**ÉNONCÉ A**
Résumez sous forme de liste le paragraphe du texte sur le Sahara occidental qui commence par « Le concept de colonialité du pouvoir », en gardant ses faits principaux.
**ÉNONCÉ B**
D'après le texte sur le Sahara occidental, à quel sociologue doit-on le concept de colonialité du pouvoir, et de quel pays est-il ?
**ÉNONCÉ C**
Extrayez du texte sur le Sahara occidental le passage allant de «Peu de cas en» jusqu'à «manipuler à volonté.» inclus.

Peu de cas en Afrique illustrent cela mieux que le Sahara occidental. Le partage colonial de l’Afrique du Nord par la France et l’Espagne n’a pas seulement découpé le Maghreb en colonies et protectorats. Il a produit une catégorie artificielle, le soi-disant «Sahara espagnol», destinée à couper des siècles de circulation entre le nord marocain et le sud saharien. Cet acte de violence cartographique n’était pas neutre. C’était une tentative stratégique de nier au Maroc ses attaches organiques avec le désert, de créer un «terra nullius» vide que l’Europe pouvait manipuler à volonté.
D’un point de vue postcolonial, la question n’est donc pas de savoir si le Maroc a «annexé» le Sahara occidental en 1975, mais si la rupture coloniale des XIXème et XXème siècles a jamais eu une légitimité. Reprendre le Sahara occidental, c’est reprendre une histoire violemment fragmentée. C’est recoudre les géographies brisées de l’Afrique.
La colonialité du pouvoir et la fragmentation du Sahara
Le concept de colonialité du pouvoir du sociologue péruvien Aníbal Quijano est central ici. Le colonialisme ne s’est pas terminé avec l’indépendance. Il a laissé derrière lui une matrice de pouvoir, de savoir et de subjectivité qui continue de structurer les hiérarchies mondiales. Au Sahara occidental, la colonialité du pouvoir s’est manifestée comme un double effacement. L’effacement des liens historiques du Maroc avec la région, et l’effacement des propres formes relationnelles de souveraineté des tribus sahariennes. Reconnaître cette colonialité persistante, qui nie aux Sahraouis leur marocanité, c’est comprendre que la question du Sahara occidental n’est pas une anomalie locale, mais un miroir des continuités coloniales qui structurent encore l’ordre mondial.

**DONNÉES FOURNIES**
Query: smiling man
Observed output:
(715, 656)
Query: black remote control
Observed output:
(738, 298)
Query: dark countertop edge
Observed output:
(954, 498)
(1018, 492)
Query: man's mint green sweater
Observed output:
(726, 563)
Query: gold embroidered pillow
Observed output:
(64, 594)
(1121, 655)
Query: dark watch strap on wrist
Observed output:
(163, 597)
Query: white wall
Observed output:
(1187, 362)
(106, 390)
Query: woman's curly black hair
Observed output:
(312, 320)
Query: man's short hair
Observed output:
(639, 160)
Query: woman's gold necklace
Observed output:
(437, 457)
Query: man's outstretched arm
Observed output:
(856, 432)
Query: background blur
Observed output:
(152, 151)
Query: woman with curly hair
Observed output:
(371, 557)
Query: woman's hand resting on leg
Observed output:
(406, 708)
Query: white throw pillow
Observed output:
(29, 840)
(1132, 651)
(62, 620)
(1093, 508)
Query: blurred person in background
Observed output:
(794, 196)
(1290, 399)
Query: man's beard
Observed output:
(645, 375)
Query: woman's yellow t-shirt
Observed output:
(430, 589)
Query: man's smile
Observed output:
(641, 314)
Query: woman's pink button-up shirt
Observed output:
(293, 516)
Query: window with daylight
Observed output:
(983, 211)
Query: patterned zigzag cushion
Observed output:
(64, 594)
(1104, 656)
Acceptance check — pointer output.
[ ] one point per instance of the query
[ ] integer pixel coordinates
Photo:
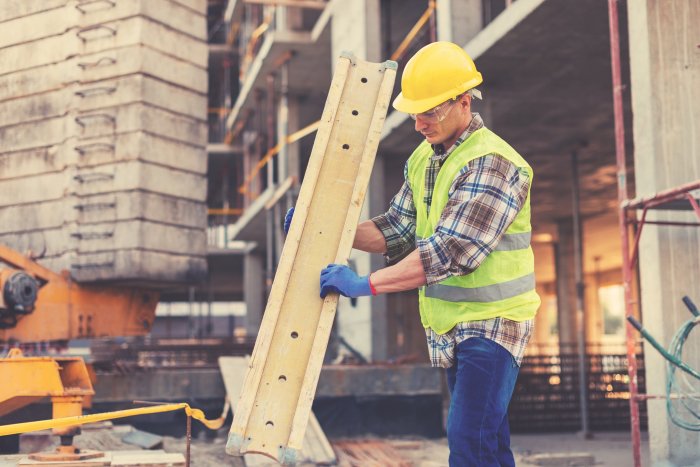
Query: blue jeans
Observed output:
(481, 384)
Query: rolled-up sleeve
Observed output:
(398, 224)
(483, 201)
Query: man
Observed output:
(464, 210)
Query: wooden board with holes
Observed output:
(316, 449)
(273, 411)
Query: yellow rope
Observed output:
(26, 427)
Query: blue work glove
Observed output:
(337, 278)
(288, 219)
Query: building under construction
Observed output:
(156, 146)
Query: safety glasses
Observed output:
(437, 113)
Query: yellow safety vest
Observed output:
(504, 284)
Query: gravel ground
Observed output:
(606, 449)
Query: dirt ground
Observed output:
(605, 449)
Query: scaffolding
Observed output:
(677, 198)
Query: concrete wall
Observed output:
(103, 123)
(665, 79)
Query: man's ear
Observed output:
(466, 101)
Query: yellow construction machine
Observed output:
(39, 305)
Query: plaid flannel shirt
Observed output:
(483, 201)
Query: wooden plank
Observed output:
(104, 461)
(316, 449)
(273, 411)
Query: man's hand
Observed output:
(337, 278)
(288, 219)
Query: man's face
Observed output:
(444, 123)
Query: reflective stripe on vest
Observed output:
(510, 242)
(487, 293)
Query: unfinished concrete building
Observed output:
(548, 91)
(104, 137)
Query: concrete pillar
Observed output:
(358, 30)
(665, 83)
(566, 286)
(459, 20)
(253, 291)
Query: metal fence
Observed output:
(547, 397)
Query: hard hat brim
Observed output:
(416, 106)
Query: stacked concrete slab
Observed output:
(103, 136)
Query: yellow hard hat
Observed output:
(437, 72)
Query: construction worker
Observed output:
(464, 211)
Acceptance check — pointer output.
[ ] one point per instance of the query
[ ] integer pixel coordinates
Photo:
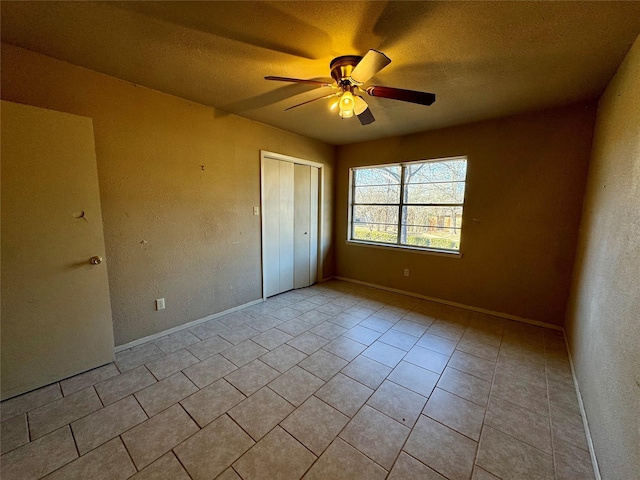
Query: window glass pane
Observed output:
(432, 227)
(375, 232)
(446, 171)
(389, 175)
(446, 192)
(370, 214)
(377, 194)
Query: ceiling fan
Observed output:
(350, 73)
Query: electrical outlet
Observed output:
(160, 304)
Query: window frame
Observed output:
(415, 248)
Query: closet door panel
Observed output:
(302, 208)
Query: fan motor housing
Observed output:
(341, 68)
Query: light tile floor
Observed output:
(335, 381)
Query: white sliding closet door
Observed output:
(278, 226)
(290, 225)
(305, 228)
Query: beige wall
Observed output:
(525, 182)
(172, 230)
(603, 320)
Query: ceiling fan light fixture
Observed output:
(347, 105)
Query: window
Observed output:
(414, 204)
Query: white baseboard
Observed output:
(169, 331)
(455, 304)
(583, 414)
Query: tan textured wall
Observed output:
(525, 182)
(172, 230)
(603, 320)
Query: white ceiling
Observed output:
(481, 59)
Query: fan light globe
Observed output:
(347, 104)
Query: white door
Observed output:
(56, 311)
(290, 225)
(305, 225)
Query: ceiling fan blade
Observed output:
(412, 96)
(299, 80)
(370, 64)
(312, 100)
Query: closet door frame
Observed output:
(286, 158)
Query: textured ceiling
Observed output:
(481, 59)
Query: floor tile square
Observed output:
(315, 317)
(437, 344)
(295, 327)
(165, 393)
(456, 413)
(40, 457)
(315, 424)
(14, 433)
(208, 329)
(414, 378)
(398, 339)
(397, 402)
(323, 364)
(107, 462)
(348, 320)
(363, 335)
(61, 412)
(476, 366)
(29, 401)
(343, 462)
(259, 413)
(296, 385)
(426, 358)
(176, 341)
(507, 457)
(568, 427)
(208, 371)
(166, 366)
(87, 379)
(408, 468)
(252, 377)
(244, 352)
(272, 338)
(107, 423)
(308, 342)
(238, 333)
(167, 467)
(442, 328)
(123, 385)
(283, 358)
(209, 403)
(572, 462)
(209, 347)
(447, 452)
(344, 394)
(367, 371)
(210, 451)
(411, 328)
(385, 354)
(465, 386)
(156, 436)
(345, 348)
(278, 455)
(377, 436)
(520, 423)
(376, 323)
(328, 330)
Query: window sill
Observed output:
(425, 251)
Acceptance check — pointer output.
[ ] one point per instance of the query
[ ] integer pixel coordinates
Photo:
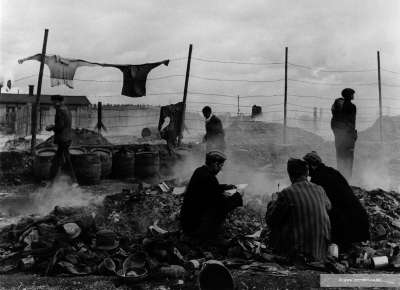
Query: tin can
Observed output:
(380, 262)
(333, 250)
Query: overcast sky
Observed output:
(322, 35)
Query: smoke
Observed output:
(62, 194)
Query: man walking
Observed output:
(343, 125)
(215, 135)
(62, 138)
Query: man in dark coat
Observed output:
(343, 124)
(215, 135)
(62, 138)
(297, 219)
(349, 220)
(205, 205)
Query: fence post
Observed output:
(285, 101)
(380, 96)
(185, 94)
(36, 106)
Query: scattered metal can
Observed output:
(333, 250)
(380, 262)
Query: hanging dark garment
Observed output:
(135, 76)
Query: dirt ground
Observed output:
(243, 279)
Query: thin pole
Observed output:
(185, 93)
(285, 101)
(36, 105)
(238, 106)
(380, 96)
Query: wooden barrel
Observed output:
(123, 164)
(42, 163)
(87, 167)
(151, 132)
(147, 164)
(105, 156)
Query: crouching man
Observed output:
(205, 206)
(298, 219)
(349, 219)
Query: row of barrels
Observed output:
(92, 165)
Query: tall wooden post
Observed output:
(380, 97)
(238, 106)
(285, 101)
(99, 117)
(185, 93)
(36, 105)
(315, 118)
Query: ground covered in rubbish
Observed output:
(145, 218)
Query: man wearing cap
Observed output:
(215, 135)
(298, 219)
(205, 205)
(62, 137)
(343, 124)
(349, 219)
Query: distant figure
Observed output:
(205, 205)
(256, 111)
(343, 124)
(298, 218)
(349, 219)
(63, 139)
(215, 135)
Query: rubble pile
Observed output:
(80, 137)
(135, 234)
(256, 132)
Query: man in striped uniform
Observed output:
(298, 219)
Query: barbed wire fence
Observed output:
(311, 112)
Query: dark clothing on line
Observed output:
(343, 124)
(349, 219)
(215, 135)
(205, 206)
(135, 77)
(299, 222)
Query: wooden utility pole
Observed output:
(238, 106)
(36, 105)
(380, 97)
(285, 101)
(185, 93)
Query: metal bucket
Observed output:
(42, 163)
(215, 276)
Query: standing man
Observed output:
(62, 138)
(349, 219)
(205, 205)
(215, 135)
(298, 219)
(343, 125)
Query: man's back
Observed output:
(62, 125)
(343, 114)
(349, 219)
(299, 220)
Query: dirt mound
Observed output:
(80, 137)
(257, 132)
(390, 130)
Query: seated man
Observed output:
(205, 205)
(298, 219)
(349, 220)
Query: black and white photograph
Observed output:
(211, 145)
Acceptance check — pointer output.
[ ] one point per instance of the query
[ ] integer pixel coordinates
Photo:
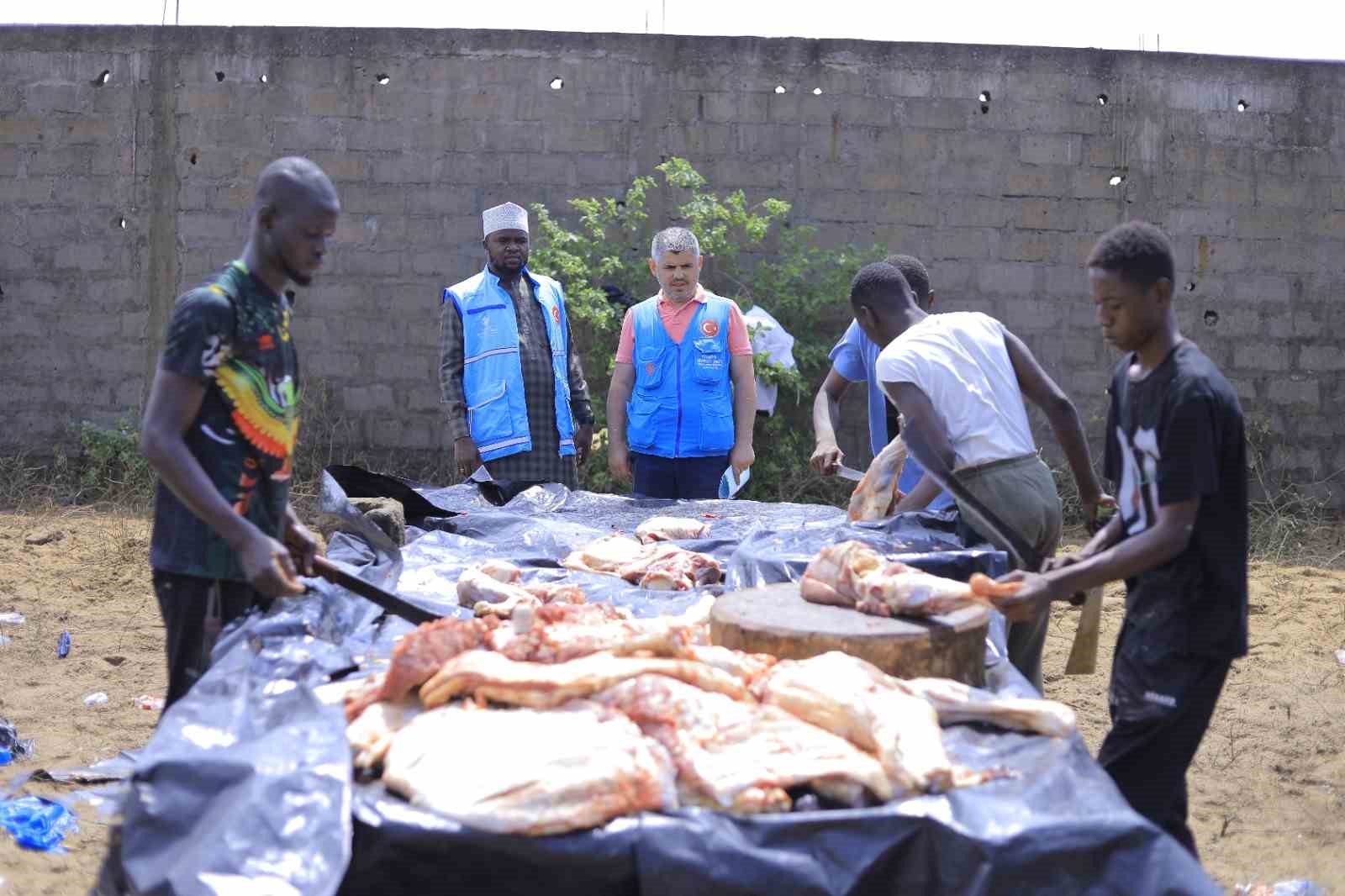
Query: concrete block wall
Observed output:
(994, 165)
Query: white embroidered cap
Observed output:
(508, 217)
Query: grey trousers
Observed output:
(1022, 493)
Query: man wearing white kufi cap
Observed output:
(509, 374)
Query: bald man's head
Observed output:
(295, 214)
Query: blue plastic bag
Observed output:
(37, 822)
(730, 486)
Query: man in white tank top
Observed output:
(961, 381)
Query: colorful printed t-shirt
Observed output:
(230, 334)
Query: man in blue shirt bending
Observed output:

**RÉPONSE ATTENDUE A**
- Le concept de colonialité du pouvoir, dû au sociologue péruvien Aníbal Quijano, est central.
- Le colonialisme n'a pas pris fin avec l'indépendance. Il a laissé une matrice de pouvoir, de savoir et de subjectivité qui structure encore les hiérarchies mondiales.
- Au Sahara occidental, cette colonialité a pris la forme d'un double effacement :
  - celui des liens historiques du Maroc avec la région ;
  - celui des formes relationnelles de souveraineté propres aux tribus sahariennes.
- Reconnaître cette colonialité persistante, qui nie aux Sahraouis leur marocanité, revient à voir dans la question du Sahara occidental non une anomalie locale, mais un miroir des continuités coloniales de l'ordre mondial.

**RÉPONSE ATTENDUE B**
Au sociologue péruvien Aníbal Quijano.

**RÉPONSE ATTENDUE C**
Peu de cas en Afrique illustrent cela mieux que le Sahara occidental. Le partage colonial de l’Afrique du Nord par la France et l’Espagne n’a pas seulement découpé le Maghreb en colonies et protectorats. Il a produit une catégorie artificielle, le soi-disant «Sahara espagnol», destinée à couper des siècles de circulation entre le nord marocain et le sud saharien. Cet acte de violence cartographique n’était pas neutre. C’était une tentative stratégique de nier au Maroc ses attaches organiques avec le désert, de créer un «terra nullius» vide que l’Europe pouvait manipuler à volonté.